Written problem
Could you echo every one of the items below word for word, leaving out the pictures?

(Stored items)
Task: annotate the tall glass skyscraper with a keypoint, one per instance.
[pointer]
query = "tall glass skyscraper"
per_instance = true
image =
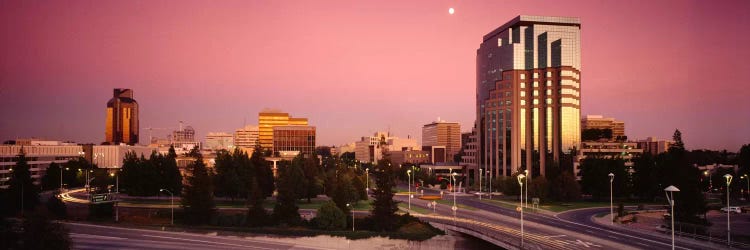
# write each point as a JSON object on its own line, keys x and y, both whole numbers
{"x": 528, "y": 94}
{"x": 122, "y": 118}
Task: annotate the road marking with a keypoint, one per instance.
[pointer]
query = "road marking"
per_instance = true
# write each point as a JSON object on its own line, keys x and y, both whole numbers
{"x": 618, "y": 233}
{"x": 89, "y": 236}
{"x": 203, "y": 241}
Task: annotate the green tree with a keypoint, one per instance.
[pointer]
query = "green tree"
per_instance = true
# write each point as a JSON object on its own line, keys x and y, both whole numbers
{"x": 51, "y": 178}
{"x": 226, "y": 177}
{"x": 286, "y": 210}
{"x": 384, "y": 207}
{"x": 312, "y": 181}
{"x": 330, "y": 217}
{"x": 676, "y": 170}
{"x": 256, "y": 215}
{"x": 22, "y": 190}
{"x": 263, "y": 172}
{"x": 197, "y": 197}
{"x": 359, "y": 186}
{"x": 595, "y": 177}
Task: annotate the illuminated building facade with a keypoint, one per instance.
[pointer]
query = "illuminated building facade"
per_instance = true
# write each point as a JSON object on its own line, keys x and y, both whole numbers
{"x": 528, "y": 94}
{"x": 122, "y": 118}
{"x": 269, "y": 119}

Task result
Task: annotate the tall glass skyscraper with a keypoint, one per instance.
[pointer]
query = "tall glass skyscraper"
per_instance = true
image =
# write each point as a JSON object on its own line, keys x and y, both whole numbers
{"x": 528, "y": 94}
{"x": 122, "y": 118}
Task: annotate the road marking with a keypoint, one per instance.
[pointer]
query = "road marking"
per_instance = true
# write each point as a JSON object on its own line, keys x and y, both whole numbers
{"x": 618, "y": 233}
{"x": 89, "y": 236}
{"x": 203, "y": 241}
Task: annotate the green tree with a keypoint, one per instance.
[pointer]
query = "green tree"
per_instance = true
# write each point as a JSON object on its own line, keys x and y, both whole numbers
{"x": 51, "y": 178}
{"x": 226, "y": 177}
{"x": 286, "y": 210}
{"x": 384, "y": 207}
{"x": 312, "y": 181}
{"x": 330, "y": 217}
{"x": 676, "y": 170}
{"x": 256, "y": 215}
{"x": 22, "y": 190}
{"x": 263, "y": 172}
{"x": 197, "y": 197}
{"x": 359, "y": 186}
{"x": 595, "y": 177}
Task: annotate the illuminated building facade with a keypoint, one per instance.
[pointer]
query = "illuminated building facade"
per_instance = true
# write each point as a JSON object on its own line, keys x and y, both whole numbers
{"x": 528, "y": 94}
{"x": 122, "y": 118}
{"x": 269, "y": 119}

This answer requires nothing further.